▶ _Aim of the exercise_
Reproduce the lines below verbatim, with no changes.

▶ _Named-object point records_
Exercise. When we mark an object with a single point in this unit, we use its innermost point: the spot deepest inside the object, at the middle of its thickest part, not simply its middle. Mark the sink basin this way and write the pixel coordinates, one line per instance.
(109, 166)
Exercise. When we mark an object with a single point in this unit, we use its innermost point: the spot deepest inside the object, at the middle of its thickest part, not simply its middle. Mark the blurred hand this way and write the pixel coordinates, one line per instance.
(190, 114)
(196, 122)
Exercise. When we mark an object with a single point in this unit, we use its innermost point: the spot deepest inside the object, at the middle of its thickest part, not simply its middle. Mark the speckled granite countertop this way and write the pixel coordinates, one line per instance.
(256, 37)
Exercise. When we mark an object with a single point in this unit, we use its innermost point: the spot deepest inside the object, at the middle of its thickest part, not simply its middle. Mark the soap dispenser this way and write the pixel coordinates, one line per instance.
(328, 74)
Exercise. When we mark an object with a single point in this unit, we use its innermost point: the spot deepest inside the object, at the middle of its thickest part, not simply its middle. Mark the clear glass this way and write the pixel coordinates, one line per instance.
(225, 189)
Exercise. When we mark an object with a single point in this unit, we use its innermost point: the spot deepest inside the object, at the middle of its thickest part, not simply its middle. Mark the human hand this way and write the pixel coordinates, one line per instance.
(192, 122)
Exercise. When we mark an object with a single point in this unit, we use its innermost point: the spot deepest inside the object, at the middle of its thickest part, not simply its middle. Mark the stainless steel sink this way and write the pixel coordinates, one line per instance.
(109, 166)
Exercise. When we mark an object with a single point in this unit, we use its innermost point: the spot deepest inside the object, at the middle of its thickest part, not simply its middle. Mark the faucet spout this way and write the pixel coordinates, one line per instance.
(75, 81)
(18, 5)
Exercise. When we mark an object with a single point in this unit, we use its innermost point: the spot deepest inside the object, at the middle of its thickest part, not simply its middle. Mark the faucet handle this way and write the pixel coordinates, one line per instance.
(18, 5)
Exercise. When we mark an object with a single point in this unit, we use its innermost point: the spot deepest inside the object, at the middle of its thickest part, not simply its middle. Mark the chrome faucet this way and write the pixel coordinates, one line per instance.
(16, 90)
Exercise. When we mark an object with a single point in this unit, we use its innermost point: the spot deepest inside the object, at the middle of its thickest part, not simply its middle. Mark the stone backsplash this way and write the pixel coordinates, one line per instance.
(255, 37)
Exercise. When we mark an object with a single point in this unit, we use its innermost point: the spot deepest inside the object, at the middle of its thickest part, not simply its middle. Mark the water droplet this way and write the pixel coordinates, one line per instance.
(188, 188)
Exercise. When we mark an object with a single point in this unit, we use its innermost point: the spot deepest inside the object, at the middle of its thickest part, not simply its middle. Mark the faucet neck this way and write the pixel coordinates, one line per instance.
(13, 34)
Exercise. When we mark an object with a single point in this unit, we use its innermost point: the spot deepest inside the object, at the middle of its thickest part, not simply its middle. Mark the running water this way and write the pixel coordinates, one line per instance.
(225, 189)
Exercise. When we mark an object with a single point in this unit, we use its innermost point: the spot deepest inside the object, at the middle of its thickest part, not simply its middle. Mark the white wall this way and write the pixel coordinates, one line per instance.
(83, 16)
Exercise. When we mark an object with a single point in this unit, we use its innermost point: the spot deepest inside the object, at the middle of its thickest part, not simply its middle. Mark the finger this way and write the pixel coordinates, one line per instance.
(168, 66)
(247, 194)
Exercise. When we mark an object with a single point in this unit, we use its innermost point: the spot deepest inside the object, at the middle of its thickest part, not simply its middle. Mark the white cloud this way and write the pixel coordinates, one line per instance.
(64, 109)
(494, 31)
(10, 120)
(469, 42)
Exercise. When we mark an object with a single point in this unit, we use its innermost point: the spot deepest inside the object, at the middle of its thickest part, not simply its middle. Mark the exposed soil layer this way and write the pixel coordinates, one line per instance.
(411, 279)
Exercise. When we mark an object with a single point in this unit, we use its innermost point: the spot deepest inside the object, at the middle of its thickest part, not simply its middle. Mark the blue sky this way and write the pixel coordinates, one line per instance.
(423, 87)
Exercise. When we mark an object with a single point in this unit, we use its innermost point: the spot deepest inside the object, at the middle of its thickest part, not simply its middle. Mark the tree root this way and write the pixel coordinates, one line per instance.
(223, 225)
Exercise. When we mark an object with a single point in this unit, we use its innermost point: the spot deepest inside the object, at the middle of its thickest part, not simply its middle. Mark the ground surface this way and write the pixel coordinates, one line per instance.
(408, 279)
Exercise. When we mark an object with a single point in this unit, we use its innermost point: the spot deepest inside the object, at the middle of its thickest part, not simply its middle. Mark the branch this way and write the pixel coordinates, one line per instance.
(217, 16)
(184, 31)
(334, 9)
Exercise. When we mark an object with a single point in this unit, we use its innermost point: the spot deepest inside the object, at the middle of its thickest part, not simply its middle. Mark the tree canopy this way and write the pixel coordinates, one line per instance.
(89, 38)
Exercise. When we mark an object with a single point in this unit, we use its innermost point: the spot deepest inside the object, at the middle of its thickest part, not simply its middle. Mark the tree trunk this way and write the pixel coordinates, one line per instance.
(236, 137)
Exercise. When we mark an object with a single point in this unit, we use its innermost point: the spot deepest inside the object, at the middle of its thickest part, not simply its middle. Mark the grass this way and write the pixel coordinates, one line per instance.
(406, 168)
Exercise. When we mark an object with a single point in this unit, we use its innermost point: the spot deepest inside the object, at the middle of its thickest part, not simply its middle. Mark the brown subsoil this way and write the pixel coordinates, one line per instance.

▶ _Result for this exercise_
Exercise. When we mark an object with a single point in this unit, we use its innermost point: the spot deepest inside the object, at the middle of its thickest part, not simply its middle. Mark the sink basin this way and write the pixel coordinates, one line per instance.
(109, 166)
Exercise. When we mark an object with a single point in this unit, we use its innermost point: the spot deepest inside the object, at the middle of its thickest part, not simply its middle. Mark the blurred hand this way and write the pixel coordinates, one line per instance.
(190, 114)
(196, 122)
Exercise. When we mark an object with a single point in this unit, we use its innermost point: the spot deepest inside the object, at the middle of its thickest part, not simply its middle. Mark the speckled granite countertop this way and write the pixel coordinates, one line per instance.
(256, 37)
Exercise. When we mark an object with a single point in this unit, we use its innermost point: the spot deepest inside the object, at the middle of its thickest part, not simply its middle. Mark the soap dispenser this way and write the pixel coordinates, one line per instance.
(328, 74)
Exercise. When we mark an object with a single point in this unit, we use its innermost point: the spot deepest inside the object, at the middle of its thickest part, not simply its middle. Mark the clear glass this way and write the pixel coordinates, one line per instance.
(225, 189)
Exercise. When we mark an object with a single point in this unit, we use its innermost point: the spot deepest inside the object, at the middle of its thickest part, not simply its middle. Mark the human hand this way and write the pixel coordinates, one line per instance.
(192, 122)
Exercise. When we mark an object with a single point in this unit, we use its innermost point: the spot deepest inside the object, at the middle of its thickest part, not simply its middle. Mark the stainless steel sink this way and write the pixel coordinates, one line per instance.
(109, 166)
Exercise. When we mark an object with a single point in this unit, we use its innermost point: the spot deepest inside the object, at the middle of its thickest part, not simply its middle. Mark the faucet spout this way and write the pixel coordinates, one line per instance.
(75, 81)
(18, 5)
Exercise. When we mark an object with a single point in this unit, we use its innermost point: the spot deepest inside the object, at the middle of its thickest part, not simply its middle. Mark the faucet handle this way and write the pixel coordinates, one line per instance.
(18, 5)
Exercise. When we mark an object with a single point in this unit, we use its innermost point: the spot deepest inside the object, at the middle of its thickest part, not simply its middle. Mark the chrome faucet this way and write the pixel coordinates, one line per instance.
(16, 90)
Exercise. When we mark an object with a single point in this unit, we use its innermost point: the spot deepest inside the object, at the middle of its thickest part, not simply its middle. Mark the stone backsplash this way and write the pixel coordinates, one line per instance.
(255, 37)
Exercise. When we mark an object with a single point in this unit, we use its innermost point: the spot deepest inside the object, at the middle of its thickest part, not simply its middle. Mark the water droplet this way and write the pixel coordinates, one line per instance.
(188, 188)
Exercise. When we mark an object with a single point in this unit, we use its innermost point: the spot deepest inside the object, at the middle of its thickest part, not simply its middle. Mark the faucet neck this way and write the pixel coordinates, one line per instance.
(13, 34)
Exercise. When we mark an object with a single point in this unit, we use its innermost point: the spot deepest inside the object, at the middle of its thickest part, not simply its middle. Mark the running water this way and write the pixel coordinates, one line per instance.
(225, 189)
Exercise. When we mark an object with a single point in this unit, we use its innermost point: the spot deepest inside the object, at the middle of its thickest part, not simply its middle. Mark the white wall this way and write the pixel coordinates, one line per instance.
(83, 16)
Exercise. When we mark an object with a single point in this unit, we use its innermost point: the spot deepest inside the object, at the middle of its thickest part, not simply its middle. Mark the finger this way and write the pixel coordinates, one line per instance.
(168, 66)
(247, 194)
Exercise. When we mark an object with a single point in this unit, we use its innermost point: the spot deepest inside the object, at the middle of its thickest part, not simply its middle. Mark the white cloud this way and write the pixel coordinates, one line per instance.
(64, 109)
(494, 31)
(10, 120)
(469, 42)
Exercise. When we mark an object with a single point in this unit, we use its innermost point: the spot deepest inside the object, at the middle of its thickest part, not simply its middle. Mark the exposed soil layer this way and write the pixel coordinates, one line per instance.
(411, 279)
Exercise. When we mark an object with a single point in this unit, we use its innermost point: the spot deepest inside the object, at the middle of its thickest part, not simply its middle. Mark the blue sky this way and write the pixel coordinates, one line per instance.
(423, 87)
Exercise. When we mark an object with a single point in this unit, we use its innermost point: the spot deepest inside the object, at the middle of its thickest part, not simply its middle. Mark the tree root this way and write the pixel coordinates, one line per instance.
(223, 225)
Exercise. When we mark an object with a single point in this unit, we use its innermost point: the spot deepest inside the object, at the middle of its thickest part, not simply its middle. Mark the ground surface this way and write the pixel coordinates, one line per instance.
(408, 279)
Exercise. When we mark an object with a single point in this unit, we use its innermost point: the spot deepest inside the object, at the middle of its thickest part, not simply its middle. Mark the branch this way and write the pixel coordinates, one line per instance.
(217, 16)
(184, 31)
(334, 9)
Exercise. When we mark an object with a single point in this unit, we use its innermost point: the spot deepest inside the object, at the middle of its thickest part, not simply its middle. Mark the tree canopy this way and write the pixel coordinates, one line per instance.
(89, 38)
Exercise. When we mark an object with a single point in this unit, we use its innermost point: the spot deepest inside the object, at the middle of its thickest part, not simply its middle. Mark the tree trunk this way and write the pixel coordinates, one line per instance.
(236, 137)
Exercise. When we mark an object with a single point in this unit, we use its innermost point: the spot deepest inside the object, at the middle of its thickest part, not simply its middle. Mark the grass this way and write the pixel coordinates, one line per instance.
(406, 168)
Exercise. When we mark an object with a single point in this unit, we use its innermost point: the spot deepest inside the object, at the middle of its thickest part, not simply its middle. Mark the brown subsoil this way and write the pixel coordinates, one line per instance.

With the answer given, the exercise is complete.